● TASK DETAILS
Answer these from the essay below, one line each:
(a) What instrument lesson did the writer attend on the day of the election result?
(b) What name and year does the essay give for the fires that swept through the area around the farm?
(c) How big was the church the writer was part of in Melbourne?

● SOURCE
[start]

I’ve paid far too much attention to the US election, consuming media and commentary about it for years in the lead up, with addictive behaviours to check-in on news websites and blogs regularly especially over the last few months.

With the result coming in today that Trump has won a second term – despite all the things that I would have wished were disqualifying – I was dismayed. Not surprised – I’d read enough analysis to know it was basically a coin flip chance. But dismayed.

And left wondering how much I should feel with this: it’s not my election. But I’ve followed it so closely, I’m invested in it. And Australia is so closely linked to the US – obviously in defence and foreign policy, but also culturally – that the direction they’re turning worries me. I especially worry for the Ukrainians. And for young women in conservative states. And for the gay and trans communities who are very much being used as scapegoats.

I tried to get through today without doom-scrolling. I cared for my boys, I had a call with a friend, I worked, I went to my piano lesson. I didn’t really know how to process it.

Then while I was driving I remembered an experience I had in 2017, it was a lesson I needed to learn then, and I think I need to remember it now too.


In 2017, I was a several years into trying to do something in education and software and startups. Working in schools, building various educational products, launching a startup, and then when that didn’t work, joining another one that was even more ambitious. I was determined to do something “big”, to make a dent in the universe, as many of us in that scene dreamed of.

Alongside this work/business ambition, I’d also been dreaming big in church circles. First at Riverview (the church I grew up in and have now returned to). But then also with First Home Project, an attempt to not just serve the refugee community but re-shape the Australian culture to be less scared and more welcoming. And then in Melbourne I was part of a small church – only a few dozen people – but that was so determined to be a counter-culture, almost a prophetic voice critiquing what’s wrong with many church communities and painting a vivid picture of what an alternative could be.

Big dreams in work, big dreams in church, but they were all sputtering along by July 2017, and it wasn’t really going anywhere. Our church was soon to close its doors, from burnout and disillusionment amongst those running it, and the startup I worked at was struggling along, and I wasn’t sure if they’d have enough money to keep paying me each month.

The big dreams felt like they were dying. And that’s when we went to visit my aunties in the Southern Flinders Ranges in South Australia.

While we were staying with them, we made a day trip out to the farm Annette grew up on, and while giving us a tour and telling us stories – she tells great stories – I had a “holy ground” kind of moment.

She was telling us the story of the 2014 Bangor fires that had swept through this area. I remember their Facebook updates each night as the fire burned for weeks and weeks, each night filled with fear that it might break containment lines and burn through the bushland, through the farm, through people’s houses.

So that day as we walked through the bush, past trees and dried out creeks, with their dogs running ahead, the leaves crunching under my feet with each step, and the stories still being told, I started to see the evidence of the fire. Scars on the trees. The lack of undergrowth. It had come right through here, right where we were walking.

But there was life. Trees still standing tall. New plants sprouting everywhere. The birds. This place was coming back to life.

The family didn’t operate the farm anymore, they had leased out much of the land, but this land, around “sheep camp hill”, they’d wanted to give back to the country. And so they were letting the bush grow again. And after the fire, it was coming back to life.

And I remember being so inspired by that little resilient ecosystem.

[end]

● DATA SHOWN
[start]

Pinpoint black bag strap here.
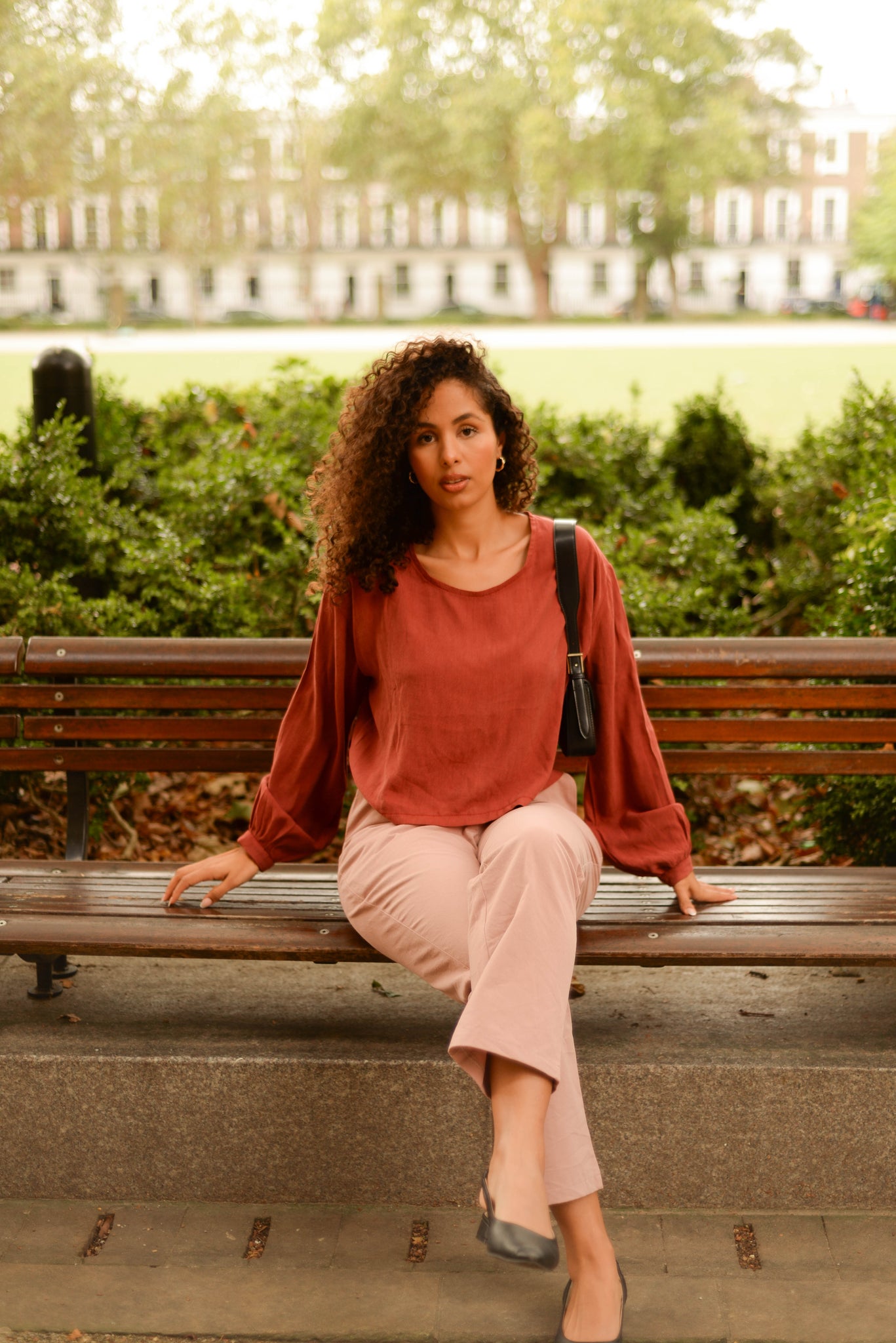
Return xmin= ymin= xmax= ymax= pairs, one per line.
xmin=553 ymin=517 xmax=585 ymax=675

[end]

● ANSWER
(a) Piano.
(b) The Bangor fires, 2014.
(c) Only a few dozen people.